TASK INSTRUCTIONS: How many lines in the entries below contain the string "elytra", with case counting? Reply with the number only.
========================================
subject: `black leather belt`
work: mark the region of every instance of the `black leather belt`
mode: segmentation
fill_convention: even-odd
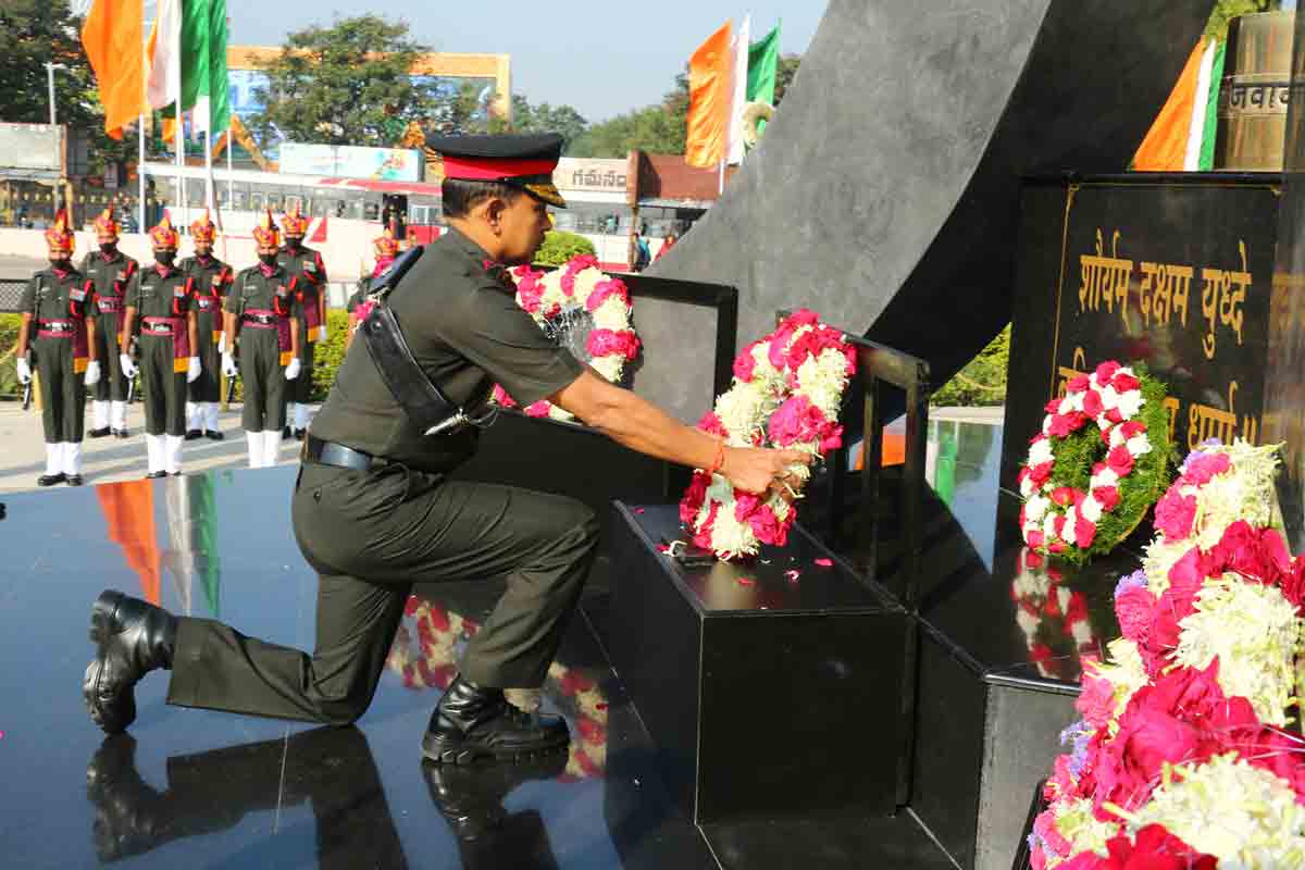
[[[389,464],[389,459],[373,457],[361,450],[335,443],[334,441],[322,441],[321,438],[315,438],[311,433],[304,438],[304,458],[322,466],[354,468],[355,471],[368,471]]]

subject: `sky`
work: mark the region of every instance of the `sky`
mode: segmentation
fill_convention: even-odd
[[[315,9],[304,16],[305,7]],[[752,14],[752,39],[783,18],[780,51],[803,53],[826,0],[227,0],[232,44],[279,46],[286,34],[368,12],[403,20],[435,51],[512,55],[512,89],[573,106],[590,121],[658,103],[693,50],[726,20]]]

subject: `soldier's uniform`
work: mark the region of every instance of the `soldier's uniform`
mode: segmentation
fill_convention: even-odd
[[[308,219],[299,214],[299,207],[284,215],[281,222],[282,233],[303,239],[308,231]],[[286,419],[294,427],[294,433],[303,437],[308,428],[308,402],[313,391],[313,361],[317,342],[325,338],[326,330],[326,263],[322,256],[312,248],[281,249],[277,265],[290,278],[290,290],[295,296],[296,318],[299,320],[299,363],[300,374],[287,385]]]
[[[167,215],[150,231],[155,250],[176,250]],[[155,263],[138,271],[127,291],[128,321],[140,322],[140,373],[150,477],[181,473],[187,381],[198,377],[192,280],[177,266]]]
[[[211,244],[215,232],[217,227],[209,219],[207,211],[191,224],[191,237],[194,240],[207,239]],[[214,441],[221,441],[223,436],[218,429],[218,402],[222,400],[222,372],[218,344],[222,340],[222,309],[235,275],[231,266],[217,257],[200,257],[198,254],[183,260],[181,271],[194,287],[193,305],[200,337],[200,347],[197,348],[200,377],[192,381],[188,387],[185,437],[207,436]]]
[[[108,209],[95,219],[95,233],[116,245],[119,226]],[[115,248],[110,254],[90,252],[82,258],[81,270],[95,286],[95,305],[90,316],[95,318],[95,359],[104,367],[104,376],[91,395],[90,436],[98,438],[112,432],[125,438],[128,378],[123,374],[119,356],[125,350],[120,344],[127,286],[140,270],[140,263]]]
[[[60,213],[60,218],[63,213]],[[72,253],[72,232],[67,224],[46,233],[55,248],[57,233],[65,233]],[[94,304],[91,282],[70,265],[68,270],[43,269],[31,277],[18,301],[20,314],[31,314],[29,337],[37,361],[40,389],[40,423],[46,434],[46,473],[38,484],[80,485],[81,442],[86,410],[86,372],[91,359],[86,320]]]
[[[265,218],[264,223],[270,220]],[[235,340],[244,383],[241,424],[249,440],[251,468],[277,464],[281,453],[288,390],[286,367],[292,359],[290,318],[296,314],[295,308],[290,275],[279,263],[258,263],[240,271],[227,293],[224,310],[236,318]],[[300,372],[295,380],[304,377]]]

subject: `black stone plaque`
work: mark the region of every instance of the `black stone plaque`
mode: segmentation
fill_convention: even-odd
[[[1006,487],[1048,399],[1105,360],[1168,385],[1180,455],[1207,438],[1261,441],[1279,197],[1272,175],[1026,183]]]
========================================
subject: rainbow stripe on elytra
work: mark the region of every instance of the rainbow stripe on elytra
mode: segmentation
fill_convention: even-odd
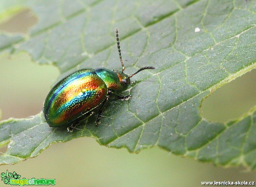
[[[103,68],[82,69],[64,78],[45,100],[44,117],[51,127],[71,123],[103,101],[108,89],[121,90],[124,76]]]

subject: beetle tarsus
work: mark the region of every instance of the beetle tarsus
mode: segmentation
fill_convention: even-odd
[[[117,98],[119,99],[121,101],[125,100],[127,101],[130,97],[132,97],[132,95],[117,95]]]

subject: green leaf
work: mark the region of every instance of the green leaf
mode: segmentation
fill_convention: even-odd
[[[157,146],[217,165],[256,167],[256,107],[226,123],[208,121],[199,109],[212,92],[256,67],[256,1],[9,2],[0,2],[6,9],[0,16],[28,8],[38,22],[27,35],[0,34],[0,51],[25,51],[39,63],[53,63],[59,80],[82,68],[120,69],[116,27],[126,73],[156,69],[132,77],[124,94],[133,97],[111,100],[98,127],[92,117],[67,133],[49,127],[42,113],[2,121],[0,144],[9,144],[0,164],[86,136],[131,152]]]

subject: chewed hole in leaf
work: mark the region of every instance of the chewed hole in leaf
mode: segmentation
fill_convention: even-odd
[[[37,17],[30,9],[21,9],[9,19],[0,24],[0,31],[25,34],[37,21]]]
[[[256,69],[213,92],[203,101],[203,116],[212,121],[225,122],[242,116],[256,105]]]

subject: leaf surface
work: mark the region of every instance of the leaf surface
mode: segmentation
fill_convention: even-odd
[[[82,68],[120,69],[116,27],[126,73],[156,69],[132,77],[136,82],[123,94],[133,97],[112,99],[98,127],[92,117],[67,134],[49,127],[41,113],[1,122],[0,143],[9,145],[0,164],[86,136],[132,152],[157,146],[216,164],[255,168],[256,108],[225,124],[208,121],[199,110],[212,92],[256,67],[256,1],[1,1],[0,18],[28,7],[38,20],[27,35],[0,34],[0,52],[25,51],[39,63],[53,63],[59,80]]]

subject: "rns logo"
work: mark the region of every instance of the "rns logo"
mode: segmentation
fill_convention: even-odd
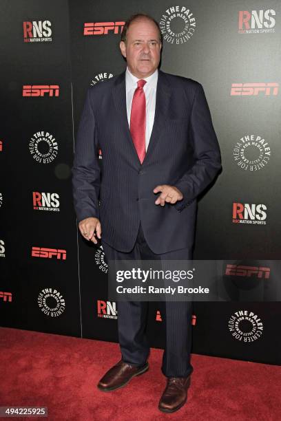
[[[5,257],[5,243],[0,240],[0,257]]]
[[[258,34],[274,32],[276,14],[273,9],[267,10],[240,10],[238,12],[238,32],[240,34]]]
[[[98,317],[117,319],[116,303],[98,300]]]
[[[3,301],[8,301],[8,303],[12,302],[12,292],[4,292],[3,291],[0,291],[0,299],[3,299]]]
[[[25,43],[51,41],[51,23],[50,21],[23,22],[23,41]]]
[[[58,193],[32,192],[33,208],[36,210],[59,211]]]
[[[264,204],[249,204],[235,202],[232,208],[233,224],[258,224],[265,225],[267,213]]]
========================================
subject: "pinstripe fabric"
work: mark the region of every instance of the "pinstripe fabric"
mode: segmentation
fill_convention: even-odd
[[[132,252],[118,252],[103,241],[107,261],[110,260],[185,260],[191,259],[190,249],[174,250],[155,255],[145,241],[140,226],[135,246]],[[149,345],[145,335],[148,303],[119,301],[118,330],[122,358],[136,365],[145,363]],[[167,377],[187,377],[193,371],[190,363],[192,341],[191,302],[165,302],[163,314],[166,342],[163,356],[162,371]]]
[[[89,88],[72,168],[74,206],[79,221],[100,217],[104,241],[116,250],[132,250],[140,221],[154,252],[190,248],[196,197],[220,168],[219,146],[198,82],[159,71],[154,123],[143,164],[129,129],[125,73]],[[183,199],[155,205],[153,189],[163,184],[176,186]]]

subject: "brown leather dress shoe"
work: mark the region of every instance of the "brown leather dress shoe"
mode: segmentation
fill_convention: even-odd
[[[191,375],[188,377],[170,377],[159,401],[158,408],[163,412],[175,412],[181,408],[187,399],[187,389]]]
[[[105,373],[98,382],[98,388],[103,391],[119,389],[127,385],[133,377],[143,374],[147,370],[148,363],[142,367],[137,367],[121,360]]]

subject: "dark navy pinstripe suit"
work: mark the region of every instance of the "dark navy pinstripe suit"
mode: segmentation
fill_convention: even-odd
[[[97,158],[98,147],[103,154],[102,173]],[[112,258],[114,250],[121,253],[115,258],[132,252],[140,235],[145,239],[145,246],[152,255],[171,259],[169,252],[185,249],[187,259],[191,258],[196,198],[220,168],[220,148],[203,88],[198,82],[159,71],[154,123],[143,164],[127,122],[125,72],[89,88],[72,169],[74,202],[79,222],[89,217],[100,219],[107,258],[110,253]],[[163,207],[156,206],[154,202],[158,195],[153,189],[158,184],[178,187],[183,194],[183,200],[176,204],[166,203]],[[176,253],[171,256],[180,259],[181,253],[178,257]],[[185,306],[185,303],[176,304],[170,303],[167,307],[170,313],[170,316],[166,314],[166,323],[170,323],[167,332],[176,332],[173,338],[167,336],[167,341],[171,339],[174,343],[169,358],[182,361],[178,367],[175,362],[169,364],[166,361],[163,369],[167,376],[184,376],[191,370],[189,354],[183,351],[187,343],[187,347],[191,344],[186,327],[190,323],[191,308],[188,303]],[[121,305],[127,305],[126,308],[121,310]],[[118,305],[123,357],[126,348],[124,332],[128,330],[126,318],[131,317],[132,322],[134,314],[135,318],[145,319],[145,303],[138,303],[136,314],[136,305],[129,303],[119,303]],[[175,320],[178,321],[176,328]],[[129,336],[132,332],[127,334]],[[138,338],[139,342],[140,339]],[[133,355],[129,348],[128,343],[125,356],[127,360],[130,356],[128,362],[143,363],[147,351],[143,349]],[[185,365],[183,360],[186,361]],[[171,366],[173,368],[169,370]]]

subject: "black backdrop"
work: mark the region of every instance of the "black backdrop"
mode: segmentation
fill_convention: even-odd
========================================
OUTPUT BELOW: 2